» **OBIETTIVI**
• 1. Traduci in inglese questa frase della lettera: «Poi hai attraversato il cancello e hai sorriso chiudendo gli occhi.»
• 2. Riporta dalla lettera il passo che va da "Fai la valigia, riponi" fino a "Come non capirti?" compreso.

» **TESTO DA LEGGERE**
————————
Prenditi cura di te, piccola mia

foto minicapilli 1

lettera di mamma Barbara

Il giorno è arrivato. Un clima perfetto. Un sole caldo, con una luce che riempie ogni angolo della campagna, non c’è vento, i colori sono quelli che ami tu. Il verde degli alberi, l’azzurro del cielo e i vasi con le piante grasse che tu hai piantato e coltivato. I tuoi vasi di ortensie…i peperoncini messi da te al sole ad essiccare….e questo profumo pulito della campagna che hai respirato profondamente ogni mattina alzandoti e uscendo all’aperto con il tuo pigiama e i capelli lunghi ricci e scompigliati. Ieri mi hai detto: “sono stata molto bene”.  Avevamo preparato questa casa di campagna per te, io e papà. Deciso di ristrutturarla per te. Ogni angolo di questa casa è stato fatto immaginando che a te sarebbe piaciuto…ogni mobile, ogni oggetto scelto guardandolo con i tuoi occhi. E con ansia, impazienza, entusiasmo ti abbiamo accompagnata nella tua nuova casa di campagna, sperando che sarebbe stata per te un rifugio sereno e lontano dal caos, dai rumori, dallo smog della enorme metropoli in cui studi… Così è stato. Sei arrivata anche tu con grande gioia…la nostra cagnetta ti è corsa incontro felice, l’hai coccolata, abbracciata, stretta a te. Anche lei fa parte della nostra famiglia e della nostra vita. Poi hai attraversato il cancello e hai sorriso chiudendo gli occhi. Quel sorriso che noi conosciamo bene. Un sorriso di sollievo, felicità, gratitudine. Perché tu hai sempre saputo che era dedicato a te questo spazio. Sapevi già che per un anno io e papà avevamo sognato una lunga estate trascorsa insieme, noi tre, con il canto degli uccelli che accompagnano le nostre giornate sino a sera tardi, i profumi dei nostri fiori, l’abbaiare dei cani…la volpe che di tanto in tanto ci viene a trovare, i gatti e i conigli e le tortore che la cagnetta rincorre invano abbaiando disperatamente…

Fai la valigia, riponi con ordine ogni vestito che immagini potrai indossare e man mano l’armadio, i cassetti, il bagno cominciano a perdere le tracce di te. Piano piano prendiamo consapevolezza che quella valigia non contiene solo oggetti ma contiene la tua presenza che sta per svanire. Ti guardo, sei contenta di partire, questo paese non è più il tuo paese, ti annoi, passi troppo tempo da sola, parli al telefono con i tuoi amici lontani, ti vedo sorridere all’idea di rivederli e di tornare in una città che può offrirti quello che piace a te. Mostre, cinema, musica, arte, luoghi vivi e in continuo fermento. Nuove amicizie. Come non capirti?
————————
» **MATERIALE FORNITO**

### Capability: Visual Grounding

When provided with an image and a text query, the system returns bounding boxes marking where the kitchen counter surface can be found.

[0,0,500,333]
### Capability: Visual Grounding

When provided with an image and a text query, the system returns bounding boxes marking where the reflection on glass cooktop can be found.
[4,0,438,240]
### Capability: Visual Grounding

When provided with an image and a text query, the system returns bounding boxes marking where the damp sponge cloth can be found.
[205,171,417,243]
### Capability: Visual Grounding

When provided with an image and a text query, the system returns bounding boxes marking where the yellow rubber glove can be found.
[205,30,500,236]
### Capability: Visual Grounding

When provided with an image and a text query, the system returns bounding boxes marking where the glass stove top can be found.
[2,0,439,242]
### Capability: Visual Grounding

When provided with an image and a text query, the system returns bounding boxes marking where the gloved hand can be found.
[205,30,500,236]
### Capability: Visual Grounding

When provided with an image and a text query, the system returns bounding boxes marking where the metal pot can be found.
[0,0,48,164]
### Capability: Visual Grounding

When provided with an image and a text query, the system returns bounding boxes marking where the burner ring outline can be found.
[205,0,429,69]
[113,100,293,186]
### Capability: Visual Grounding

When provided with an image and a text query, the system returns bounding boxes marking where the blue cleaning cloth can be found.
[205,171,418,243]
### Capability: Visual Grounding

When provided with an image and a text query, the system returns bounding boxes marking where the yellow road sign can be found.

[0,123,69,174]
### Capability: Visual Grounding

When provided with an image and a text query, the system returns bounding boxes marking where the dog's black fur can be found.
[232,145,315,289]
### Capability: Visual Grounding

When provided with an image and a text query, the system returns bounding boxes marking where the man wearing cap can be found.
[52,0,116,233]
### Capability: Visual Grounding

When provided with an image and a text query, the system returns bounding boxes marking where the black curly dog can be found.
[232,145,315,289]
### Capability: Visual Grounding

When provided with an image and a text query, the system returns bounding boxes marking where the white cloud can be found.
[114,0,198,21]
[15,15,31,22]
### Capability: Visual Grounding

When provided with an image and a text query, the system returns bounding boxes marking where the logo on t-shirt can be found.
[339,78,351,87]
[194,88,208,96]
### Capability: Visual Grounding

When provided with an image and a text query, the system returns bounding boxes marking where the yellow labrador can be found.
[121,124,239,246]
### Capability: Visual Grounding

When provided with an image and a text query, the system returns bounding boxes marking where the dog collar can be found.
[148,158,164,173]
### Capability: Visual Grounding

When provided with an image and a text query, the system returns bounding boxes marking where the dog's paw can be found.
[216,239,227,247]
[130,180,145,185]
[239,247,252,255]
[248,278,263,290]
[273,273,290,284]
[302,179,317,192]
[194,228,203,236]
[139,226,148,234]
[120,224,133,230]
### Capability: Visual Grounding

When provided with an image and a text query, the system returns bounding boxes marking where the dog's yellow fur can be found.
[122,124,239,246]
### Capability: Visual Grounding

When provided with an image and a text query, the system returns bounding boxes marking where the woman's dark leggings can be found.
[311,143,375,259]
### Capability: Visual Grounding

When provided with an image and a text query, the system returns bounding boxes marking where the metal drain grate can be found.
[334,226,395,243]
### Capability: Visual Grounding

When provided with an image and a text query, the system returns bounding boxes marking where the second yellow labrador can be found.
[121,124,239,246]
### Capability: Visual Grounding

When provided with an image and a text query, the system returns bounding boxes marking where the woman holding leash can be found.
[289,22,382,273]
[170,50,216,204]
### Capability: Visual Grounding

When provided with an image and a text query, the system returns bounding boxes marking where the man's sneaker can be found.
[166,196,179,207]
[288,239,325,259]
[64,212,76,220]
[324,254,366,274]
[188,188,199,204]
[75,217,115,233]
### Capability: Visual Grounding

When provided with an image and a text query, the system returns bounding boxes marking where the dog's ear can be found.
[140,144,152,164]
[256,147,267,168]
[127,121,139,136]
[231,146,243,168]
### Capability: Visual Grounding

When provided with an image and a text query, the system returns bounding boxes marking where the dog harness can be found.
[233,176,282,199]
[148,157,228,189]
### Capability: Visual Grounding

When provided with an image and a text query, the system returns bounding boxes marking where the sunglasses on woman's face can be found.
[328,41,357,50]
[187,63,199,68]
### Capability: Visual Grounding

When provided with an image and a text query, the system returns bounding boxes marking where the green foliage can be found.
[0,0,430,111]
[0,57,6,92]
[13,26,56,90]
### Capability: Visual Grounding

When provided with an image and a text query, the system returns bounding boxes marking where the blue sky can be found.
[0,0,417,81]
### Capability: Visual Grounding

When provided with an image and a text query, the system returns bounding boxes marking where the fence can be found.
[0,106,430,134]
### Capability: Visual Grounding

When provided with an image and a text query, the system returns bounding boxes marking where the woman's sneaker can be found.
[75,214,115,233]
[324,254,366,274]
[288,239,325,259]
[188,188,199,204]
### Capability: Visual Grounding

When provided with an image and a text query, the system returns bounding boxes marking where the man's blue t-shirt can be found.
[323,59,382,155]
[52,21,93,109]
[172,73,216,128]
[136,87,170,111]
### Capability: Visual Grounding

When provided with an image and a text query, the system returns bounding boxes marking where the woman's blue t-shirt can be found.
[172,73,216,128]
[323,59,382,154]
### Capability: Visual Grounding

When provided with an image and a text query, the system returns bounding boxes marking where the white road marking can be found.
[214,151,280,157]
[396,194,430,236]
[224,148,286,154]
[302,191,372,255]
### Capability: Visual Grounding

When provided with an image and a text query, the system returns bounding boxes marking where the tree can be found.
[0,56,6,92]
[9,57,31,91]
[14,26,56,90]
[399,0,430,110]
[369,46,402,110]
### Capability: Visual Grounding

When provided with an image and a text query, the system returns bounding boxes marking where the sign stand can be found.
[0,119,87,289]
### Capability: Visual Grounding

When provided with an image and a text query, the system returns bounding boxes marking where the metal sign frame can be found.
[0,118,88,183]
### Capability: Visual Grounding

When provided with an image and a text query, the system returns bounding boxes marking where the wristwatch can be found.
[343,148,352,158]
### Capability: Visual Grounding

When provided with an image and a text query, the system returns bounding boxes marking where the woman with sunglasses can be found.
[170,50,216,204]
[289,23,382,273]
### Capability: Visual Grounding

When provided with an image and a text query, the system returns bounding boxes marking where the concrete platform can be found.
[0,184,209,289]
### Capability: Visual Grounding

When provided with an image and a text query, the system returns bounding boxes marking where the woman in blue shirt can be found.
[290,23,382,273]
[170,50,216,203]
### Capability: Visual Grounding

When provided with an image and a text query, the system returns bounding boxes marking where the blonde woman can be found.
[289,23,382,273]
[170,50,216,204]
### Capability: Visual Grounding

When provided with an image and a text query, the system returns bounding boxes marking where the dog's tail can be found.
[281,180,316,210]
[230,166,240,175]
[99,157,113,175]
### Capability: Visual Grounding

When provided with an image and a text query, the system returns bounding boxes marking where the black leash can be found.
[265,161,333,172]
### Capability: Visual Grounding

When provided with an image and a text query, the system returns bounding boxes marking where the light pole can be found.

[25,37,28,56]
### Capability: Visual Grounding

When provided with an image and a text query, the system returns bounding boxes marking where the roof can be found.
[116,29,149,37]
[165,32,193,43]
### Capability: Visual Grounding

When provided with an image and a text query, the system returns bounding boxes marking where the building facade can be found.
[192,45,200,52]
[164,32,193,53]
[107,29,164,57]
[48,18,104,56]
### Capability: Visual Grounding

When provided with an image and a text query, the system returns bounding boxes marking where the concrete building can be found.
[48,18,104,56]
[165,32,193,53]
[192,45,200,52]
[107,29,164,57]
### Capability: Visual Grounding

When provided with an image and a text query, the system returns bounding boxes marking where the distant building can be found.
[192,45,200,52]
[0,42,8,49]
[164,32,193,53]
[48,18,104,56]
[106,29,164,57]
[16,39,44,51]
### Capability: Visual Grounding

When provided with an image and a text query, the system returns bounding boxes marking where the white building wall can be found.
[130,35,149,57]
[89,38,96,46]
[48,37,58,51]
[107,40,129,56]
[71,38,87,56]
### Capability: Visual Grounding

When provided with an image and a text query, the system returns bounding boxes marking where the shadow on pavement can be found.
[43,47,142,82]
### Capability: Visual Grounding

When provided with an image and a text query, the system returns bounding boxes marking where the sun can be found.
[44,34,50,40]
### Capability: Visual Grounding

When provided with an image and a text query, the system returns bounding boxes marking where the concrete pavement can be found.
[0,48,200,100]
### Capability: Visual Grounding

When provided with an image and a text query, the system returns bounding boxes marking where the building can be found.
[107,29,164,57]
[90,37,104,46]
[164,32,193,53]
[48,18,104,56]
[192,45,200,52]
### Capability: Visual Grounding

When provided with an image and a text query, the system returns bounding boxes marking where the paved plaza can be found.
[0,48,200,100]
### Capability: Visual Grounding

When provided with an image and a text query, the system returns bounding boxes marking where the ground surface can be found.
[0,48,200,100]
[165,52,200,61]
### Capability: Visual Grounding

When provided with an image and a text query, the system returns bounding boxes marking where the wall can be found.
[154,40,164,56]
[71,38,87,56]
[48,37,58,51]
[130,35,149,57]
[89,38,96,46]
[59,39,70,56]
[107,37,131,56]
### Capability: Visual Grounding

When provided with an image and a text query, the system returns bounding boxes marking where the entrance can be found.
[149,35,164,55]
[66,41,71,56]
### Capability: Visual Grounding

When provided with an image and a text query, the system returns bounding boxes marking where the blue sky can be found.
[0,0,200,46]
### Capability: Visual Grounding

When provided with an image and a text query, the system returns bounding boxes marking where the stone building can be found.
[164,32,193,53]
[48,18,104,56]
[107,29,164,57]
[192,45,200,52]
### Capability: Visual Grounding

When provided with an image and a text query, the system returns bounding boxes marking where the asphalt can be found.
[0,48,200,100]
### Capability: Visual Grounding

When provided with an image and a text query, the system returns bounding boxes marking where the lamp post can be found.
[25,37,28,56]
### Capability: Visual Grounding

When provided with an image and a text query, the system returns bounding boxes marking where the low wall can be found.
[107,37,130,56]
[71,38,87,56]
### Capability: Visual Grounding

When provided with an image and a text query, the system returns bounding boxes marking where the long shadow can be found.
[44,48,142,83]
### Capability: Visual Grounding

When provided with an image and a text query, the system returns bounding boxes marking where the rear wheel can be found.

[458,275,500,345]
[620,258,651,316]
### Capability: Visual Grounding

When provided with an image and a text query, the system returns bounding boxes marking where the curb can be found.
————————
» **SOLUZIONI DEGLI ESERCIZI**
• 1. Then you walked through the gate and smiled, closing your eyes.

• 2.
Fai la valigia, riponi con ordine ogni vestito che immagini potrai indossare e man mano l’armadio, i cassetti, il bagno cominciano a perdere le tracce di te. Piano piano prendiamo consapevolezza che quella valigia non contiene solo oggetti ma contiene la tua presenza che sta per svanire. Ti guardo, sei contenta di partire, questo paese non è più il tuo paese, ti annoi, passi troppo tempo da sola, parli al telefono con i tuoi amici lontani, ti vedo sorridere all’idea di rivederli e di tornare in una città che può offrirti quello che piace a te. Mostre, cinema, musica, arte, luoghi vivi e in continuo fermento. Nuove amicizie. Come non capirti?